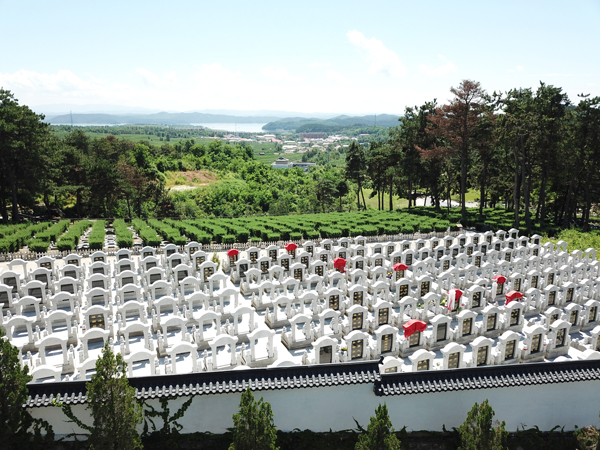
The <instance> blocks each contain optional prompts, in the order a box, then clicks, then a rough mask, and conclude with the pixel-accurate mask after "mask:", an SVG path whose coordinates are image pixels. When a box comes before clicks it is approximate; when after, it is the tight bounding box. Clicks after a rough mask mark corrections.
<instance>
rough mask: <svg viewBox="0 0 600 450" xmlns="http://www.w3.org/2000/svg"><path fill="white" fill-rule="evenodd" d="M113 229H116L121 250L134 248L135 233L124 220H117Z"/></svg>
mask: <svg viewBox="0 0 600 450" xmlns="http://www.w3.org/2000/svg"><path fill="white" fill-rule="evenodd" d="M113 228H114V229H115V235H116V236H117V245H118V246H119V248H131V247H133V233H132V232H131V230H130V229H129V228H127V224H126V223H125V221H124V220H123V219H116V220H115V221H114V222H113Z"/></svg>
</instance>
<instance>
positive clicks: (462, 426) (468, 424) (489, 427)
mask: <svg viewBox="0 0 600 450" xmlns="http://www.w3.org/2000/svg"><path fill="white" fill-rule="evenodd" d="M493 417H494V410H493V409H492V407H491V406H490V405H489V403H488V401H487V400H484V401H483V402H482V403H481V404H480V405H479V404H477V403H475V405H473V408H471V411H469V413H468V414H467V420H465V422H464V423H463V424H462V425H461V426H460V427H458V433H459V435H460V440H461V446H460V447H459V450H503V449H506V448H507V447H506V446H505V445H506V440H507V437H508V432H507V431H506V430H505V429H504V424H505V423H504V421H502V422H501V423H497V424H496V426H495V427H493V426H492V419H493Z"/></svg>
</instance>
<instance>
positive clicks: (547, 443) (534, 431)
mask: <svg viewBox="0 0 600 450" xmlns="http://www.w3.org/2000/svg"><path fill="white" fill-rule="evenodd" d="M592 428H593V427H592ZM578 432H579V430H578V431H577V432H575V435H577V434H578ZM576 441H577V438H576V437H575V436H573V433H570V432H565V430H564V427H562V428H561V427H559V426H558V425H557V426H555V427H554V428H553V429H552V430H550V431H545V432H544V431H541V430H540V429H539V427H538V426H534V427H532V428H527V429H526V428H525V427H524V426H522V429H520V430H519V429H517V431H516V433H514V434H512V436H510V448H511V449H512V448H518V447H521V448H523V449H527V450H576V448H579V449H580V450H584V449H586V447H583V448H581V447H577V445H576V444H577V442H576ZM592 449H593V450H596V449H595V448H593V447H592ZM586 450H587V449H586Z"/></svg>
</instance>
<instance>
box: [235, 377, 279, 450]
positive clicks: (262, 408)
mask: <svg viewBox="0 0 600 450" xmlns="http://www.w3.org/2000/svg"><path fill="white" fill-rule="evenodd" d="M231 431H232V432H233V442H232V443H231V445H230V446H229V450H279V447H277V446H276V445H275V442H276V440H277V429H276V428H275V426H274V425H273V412H272V411H271V405H270V404H269V403H268V402H264V401H263V399H262V397H261V398H260V400H258V401H255V400H254V396H253V395H252V392H251V391H250V388H248V389H247V390H246V392H244V393H243V394H242V399H241V401H240V412H239V413H238V414H234V415H233V429H232V430H231Z"/></svg>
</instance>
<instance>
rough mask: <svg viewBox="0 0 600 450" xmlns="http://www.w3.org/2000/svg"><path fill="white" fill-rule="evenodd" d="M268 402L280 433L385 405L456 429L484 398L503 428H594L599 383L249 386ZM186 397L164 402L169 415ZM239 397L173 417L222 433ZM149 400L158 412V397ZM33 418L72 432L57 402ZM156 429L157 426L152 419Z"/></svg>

## THE TASK:
Gather every line of the material above that contains the word "rough", and copy each of those lines out in full.

## EXERCISE RESULT:
The <instance> blocks each contain optional prompts, in the order a box, then clicks, then a rough mask, and conclude with the pixel-accurate mask after "mask:", an SVG path whose coordinates are image pixels. When a box comes before clicks it is approximate; when after, it is the tight bounding box. Clicks after a rough mask mark corrections.
rough mask: <svg viewBox="0 0 600 450" xmlns="http://www.w3.org/2000/svg"><path fill="white" fill-rule="evenodd" d="M113 229H116L121 250L134 248L135 233L124 220H117Z"/></svg>
rough mask: <svg viewBox="0 0 600 450" xmlns="http://www.w3.org/2000/svg"><path fill="white" fill-rule="evenodd" d="M268 402L280 433L385 405L456 429L484 398L503 428H594L599 383L249 386ZM186 397L164 402L169 415ZM239 397L173 417L222 433ZM149 400L158 412V397ZM33 418L72 432L57 402ZM156 429L157 426L152 419Z"/></svg>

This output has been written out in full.